_EXERCISE BRIEF_:
Copy each line of the data below exactly, leaving out pictures.

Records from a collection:
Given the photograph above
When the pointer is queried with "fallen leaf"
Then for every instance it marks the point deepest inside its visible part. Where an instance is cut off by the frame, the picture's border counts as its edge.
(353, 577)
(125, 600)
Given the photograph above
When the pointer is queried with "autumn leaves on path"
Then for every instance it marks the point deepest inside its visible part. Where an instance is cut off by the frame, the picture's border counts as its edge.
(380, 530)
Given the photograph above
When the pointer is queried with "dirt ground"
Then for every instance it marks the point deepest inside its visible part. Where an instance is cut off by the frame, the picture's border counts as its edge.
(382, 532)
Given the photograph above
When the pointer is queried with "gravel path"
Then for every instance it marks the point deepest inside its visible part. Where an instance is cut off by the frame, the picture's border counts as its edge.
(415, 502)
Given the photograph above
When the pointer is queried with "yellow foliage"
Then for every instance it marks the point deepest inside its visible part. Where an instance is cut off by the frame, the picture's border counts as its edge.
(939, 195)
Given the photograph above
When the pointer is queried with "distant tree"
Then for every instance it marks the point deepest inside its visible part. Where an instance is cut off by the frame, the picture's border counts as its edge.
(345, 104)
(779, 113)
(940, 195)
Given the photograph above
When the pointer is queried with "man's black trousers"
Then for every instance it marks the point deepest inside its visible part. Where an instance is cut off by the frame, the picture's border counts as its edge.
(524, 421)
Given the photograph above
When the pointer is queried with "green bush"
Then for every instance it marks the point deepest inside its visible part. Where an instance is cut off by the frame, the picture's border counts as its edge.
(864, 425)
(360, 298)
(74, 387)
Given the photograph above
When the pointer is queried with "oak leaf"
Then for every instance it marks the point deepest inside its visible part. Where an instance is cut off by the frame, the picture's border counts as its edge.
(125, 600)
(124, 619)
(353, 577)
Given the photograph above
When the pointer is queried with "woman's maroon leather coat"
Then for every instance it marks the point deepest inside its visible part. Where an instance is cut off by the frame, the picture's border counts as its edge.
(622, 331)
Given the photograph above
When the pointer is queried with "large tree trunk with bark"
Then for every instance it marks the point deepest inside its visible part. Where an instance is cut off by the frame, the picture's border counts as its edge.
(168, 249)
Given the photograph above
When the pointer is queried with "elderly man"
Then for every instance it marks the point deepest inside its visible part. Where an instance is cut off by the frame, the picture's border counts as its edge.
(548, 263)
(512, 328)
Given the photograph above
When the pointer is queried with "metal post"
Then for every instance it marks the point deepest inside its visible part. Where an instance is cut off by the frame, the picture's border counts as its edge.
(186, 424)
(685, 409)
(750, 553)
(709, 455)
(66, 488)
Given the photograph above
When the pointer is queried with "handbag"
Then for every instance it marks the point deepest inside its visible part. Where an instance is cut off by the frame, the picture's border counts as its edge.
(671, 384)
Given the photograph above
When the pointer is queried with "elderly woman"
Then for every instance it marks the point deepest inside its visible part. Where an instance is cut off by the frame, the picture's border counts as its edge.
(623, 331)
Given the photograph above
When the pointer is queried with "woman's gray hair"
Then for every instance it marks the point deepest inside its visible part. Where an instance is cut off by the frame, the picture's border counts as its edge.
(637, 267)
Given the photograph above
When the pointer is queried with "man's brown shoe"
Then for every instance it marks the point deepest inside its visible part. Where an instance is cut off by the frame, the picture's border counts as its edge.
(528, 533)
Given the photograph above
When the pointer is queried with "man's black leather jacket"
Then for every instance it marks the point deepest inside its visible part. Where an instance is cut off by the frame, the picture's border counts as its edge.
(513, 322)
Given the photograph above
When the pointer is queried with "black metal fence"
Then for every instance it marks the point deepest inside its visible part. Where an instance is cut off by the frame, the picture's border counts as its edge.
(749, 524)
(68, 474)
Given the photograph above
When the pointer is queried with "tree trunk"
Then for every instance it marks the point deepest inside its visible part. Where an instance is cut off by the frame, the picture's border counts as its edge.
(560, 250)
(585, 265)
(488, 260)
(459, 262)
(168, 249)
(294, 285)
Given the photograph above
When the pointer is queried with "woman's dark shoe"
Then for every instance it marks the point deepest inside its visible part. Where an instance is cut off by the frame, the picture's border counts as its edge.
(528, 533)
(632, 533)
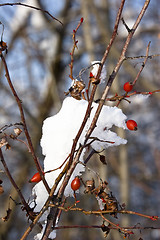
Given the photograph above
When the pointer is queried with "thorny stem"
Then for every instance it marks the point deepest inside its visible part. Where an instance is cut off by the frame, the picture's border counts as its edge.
(73, 163)
(27, 208)
(116, 69)
(143, 65)
(46, 205)
(30, 6)
(74, 160)
(110, 227)
(116, 226)
(97, 212)
(73, 49)
(19, 103)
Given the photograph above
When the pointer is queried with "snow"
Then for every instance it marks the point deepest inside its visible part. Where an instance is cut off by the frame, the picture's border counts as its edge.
(58, 133)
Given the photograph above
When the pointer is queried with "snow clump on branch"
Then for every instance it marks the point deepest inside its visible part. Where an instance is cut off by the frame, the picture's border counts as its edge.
(60, 130)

_ANSWER TO THE TASK_:
Given the photograph above
When the pointer is queried with "fallen leaf"
Then for every instance it marks the point deepest inside its visible part. Where an instance is cut off by the frame, the picture's border counts as its edge.
(353, 577)
(125, 600)
Given the photograph above
When the pointer is queried with "autumn leaves on path"
Then for every instance it marks the point deepest inside its visible part. Where an instance is cut off by the frame, the picture's border counts as its edge.
(380, 530)
Given the photograph above
When the pointer is queried with "dirt ground"
Then for every instance it marks the point deepest inside its visible part. Where an instance is cut off by the frame, the picture's border counts as its edge.
(382, 532)
Given the photograph above
When the pointer is queried with "gravel path"
Then for every instance it marks the point deepest inside its visible part. Where an instance is cut off by the frame, the picture's border counts as its edge.
(415, 502)
Given the photograph above
When the pointer is queried with "yellow foliage"
Then for every instance it marks the point deepest inside its visible part. Where an instance is cut off by the frame, the picture's border counts as its edge.
(939, 195)
Given the photograph above
When the pointer is queried with "distant tree"
Then for every instance it marks the point deepest inside its visible part. Where an instance is cut off by the frame, the picture's border counts as its edge.
(345, 104)
(779, 113)
(940, 195)
Given the photograph above
When the pointer is queried with "man's black trousers"
Then for every instance it marks the point deepest inside its visible part. Where an instance is cut off by the frame, the picture's border counts as its edge.
(524, 421)
Given the photograph above
When the pointer is queried with "green bush"
Then for every instance it marks the point deepest inside its visible part. Where an instance is cut off by the frame, the picture's border counts as its edge.
(864, 425)
(360, 298)
(74, 387)
Given the photograph above
When the pointer is queried with "oak leaf"
Then for every instance it marks the point deepest inside its visible part. Where an instance is cut off by the frame, the picture's border counts as its edge.
(125, 600)
(124, 619)
(353, 577)
Given the photograph above
When the pointer is queried with "woman's maroon leather coat"
Then for every instance it marks the point deepest inside its visible part. Where an instance is cut off by the frame, the picture's border counts as its edge.
(622, 331)
Given the photograph above
When the pointer is queried with "large tree trunk with bark"
Then for every instance it marks the point deepest inside its visible part. Where an instance is cut off by the frame, the picture's border counts as its edge.
(168, 249)
Given the photograph above
When the pointer is queried with "elderly man"
Then for every instance it marks the point deepest inside its visible part. Where an instance is cut off by the frame, the picture's border counts as its edge.
(548, 263)
(512, 328)
Given the photograph above
When the pointer is queried with "metal post"
Then for every instance it marks the point deepest inside its visible part. Where an instance is cut off by the frame, the picture's border counts as its edge.
(186, 424)
(685, 409)
(750, 553)
(709, 455)
(66, 488)
Given the photograph above
When the pointer is queried with "handbag"
Then for every instance it marks the point deepest inside its visible part. Where an instance is cut off by the frame, the picture's border counts as its edge.
(671, 384)
Given the photograph above
When the pointer is queried with "elderly woman"
Then for every instance it marks the point deepest inside its visible part. Where an instance is cut off by the frame, the picture's border counts as its edge.
(623, 331)
Given the photograph above
When the pointer is queried with "woman's gray hair"
Then for every instance it marks the point deepest inside its visible part. Where an instance is cut off by the frame, the picture's border counts as its edge.
(637, 267)
Given the photograph above
When the pointer is queried with "man's brown shoe"
Then for every instance it marks the point deepest inside its visible part. Where an instance is cut off by the frame, the picture's border counts as its edge.
(528, 533)
Given the photograph above
When the pointer is queried with "man's black leather jacket"
Then for every instance it marks the point deepest inside its visible part. Where an instance is cut off by the frame, the picture's border counts as its edge.
(513, 322)
Given the photograph above
When the pointer is queried with "black metal fence"
Then for every instance it marks the point deepest inside its visible part. Where an instance is cut off by the frame, the picture's border counts as its edge.
(749, 524)
(68, 474)
Given the photograph above
When the pointer is queried with "tree trunk"
Then for every instance it marks the point deepest inside its visible part. Where an instance is cut off by the frame, the picture's border counts as its edge.
(560, 250)
(585, 265)
(488, 260)
(459, 262)
(168, 249)
(294, 285)
Given the photograph above
When the pointer is queried with "woman's dark shoe"
Then for every instance it marks the point deepest inside its visible part. Where an instance is cut off by the frame, the picture's border counts as its edge.
(528, 533)
(632, 533)
Given the photograph above
When the pointer is queried with "thorny stem"
Then for every instance it marks the point deepest inside its visible part. Where an instance is cut off by the frame, the picture's border counts as its edge.
(73, 163)
(27, 208)
(116, 69)
(143, 65)
(46, 205)
(30, 6)
(74, 160)
(110, 227)
(116, 226)
(97, 212)
(73, 49)
(19, 103)
Given the photograph above
When the pointer is queried with "snow"
Then for every instance it marks the point deepest inside its visible part. Where an instance is cut off by the frame, the picture's border counts as its edge.
(58, 133)
Given the photograph above
When the pointer is queried with "snow clump on branch"
Then for every instance it marks the point deepest inside its visible part. Where an instance is cut off by the frame, the picture's border counts as its edge.
(60, 130)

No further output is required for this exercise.